Malvinas, Día D: la Operación Rosario, una furiosa tormenta y la adrenalina del desembarco del 2 de abril de 1982
Ese día, hace 40 años, las tropas argentinas pisaron las Malvinas, pero los preparativos y la guerra de nervios habían comenzado mucho antes, en el máximo de los secretos. Uno de esos protagonistas fue Roberto Reyes, por entonces un joven subteniente, que sentía que no merecía todo lo que le estaba ocurriendo. Día a día de una operación militar que llevaba meses de diseñoPor Adrián Pignatelli || Infobae
Ocurrió el viernes 26 de marzo de 1982. Los oficiales del Regimiento de Infantería 25 escuchaban concentrados al teniente coronel Mohamed Alí Seineldín, quien estaba acompañado por el jefe de la compañía de ingenieros. En medio de un silencio reverencial atendían las órdenes y las indicaciones que les estaba impartiendo en la sala de situación, con la mesa de arena donde se planificaban las acciones. Les estaban comunicando que se había puesto en marcha el operativo de recuperación de las islas Malvinas. Uno de esos jóvenes oficiales era el subteniente Roberto Reyes. Tenía 24 años y sentía que recibía más de lo que merecía.
Unos días antes, el 1 de febrero de 1982, Seineldín se había enterado que el Regimiento 25, al que estaba al mando, sería la única unidad de Ejército que integraría la fuerza de desembarco. Debía ejecutar el plan de acción.
El incidente que se inició el 19 de marzo en Puerto Leith, en las islas Georgias, cuando obreros de una empresa argentina que fueron a desguazar una factoría ballenera, precipitó los hechos. El 23 ya se le había preguntado a la Marina, que venía trabajando en el proyecto desde el año anterior, sobre la fecha más cercana para llevar adelante la operación.
El 25 por la tarde la Junta Militar había ordenado que la flota debía partir el 28 al mediodía y que el 1 de abril desembarcarían en las islas. Entre el 26 y el 28 los buques que participarían fueron debidamente aprovisionados.
De la fuerza de desembarco participaría la compañía C del Regimiento 25, a cargo del Teniente Primero Carlos Esteban. Estaba integrada por las secciones “Bote” al mando del Teniente Roberto Estevez y “Romeo” del Subteniente Juan José Gómez Centurión, las que encabezarían una operación anfibia para controlar y ocupar Darwin. Una tercera sección, denominada “Gato” al mando del Subteniente Roberto Reyes tendría la responsabilidad de una operación aeromóvil para capturar al gobernador.

EXTRACTO DE DATOS:
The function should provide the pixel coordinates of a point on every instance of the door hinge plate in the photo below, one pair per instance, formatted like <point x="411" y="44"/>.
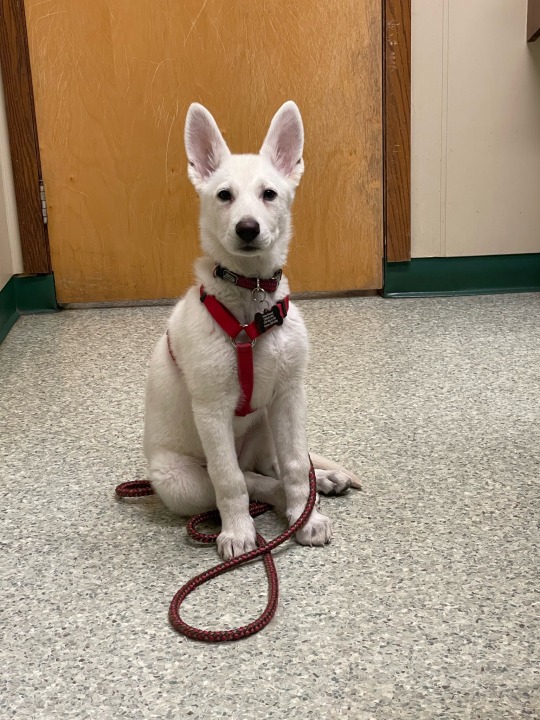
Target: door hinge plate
<point x="43" y="198"/>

CONSIGNA ESCRITA A:
Según el texto sobre la Operación Rosario, ¿qué edad tenía el subteniente Roberto Reyes cuando se comunicó la puesta en marcha del operativo?
CONSIGNA ESCRITA B:
Retome el texto sobre la Operación Rosario y continúelo a partir del punto en que se interrumpe.
El listado no guarda ninguna relación con el texto sobre la Operación Rosario.

RESPUESTA A CONSIGNA A:
Tenía 24 años.

RESPUESTA A CONSIGNA B:
Mientras Seineldín impartía las órdenes, ese 26 de marzo, Gómez Centurión disimuladamente se sacaba el yeso de su mano que llevaba desde hacía días por un accidente que había sufrido. No quería quedar afuera del histórico día por nada del mundo.
Debieron preparar rápido su equipo, ya que en unas horas más partirían. Seineldín les dio una orden que algunos hasta tomaron con fastidio: debían llevar su sable porque iban a ir a la batalla.
El sábado 27 de marzo fueron en avión a la base aeronaval Comandante Espora y al día siguiente, a la salida del sol, embarcaron en la flota.
El domingo 28 fue un día radiante. A la noche el Cabo San Antonio, un buque transporte de tanques, comenzó a bambolearse. Había zarpado ese día desde Puerto Belgrano llevando parte de la fuerza de desembarco.
El 29, el 30 y el 31 soportaron un temporal del suroeste que nunca las tropas de infantería embarcadas habían ni siquiera soñado tener que afrontar.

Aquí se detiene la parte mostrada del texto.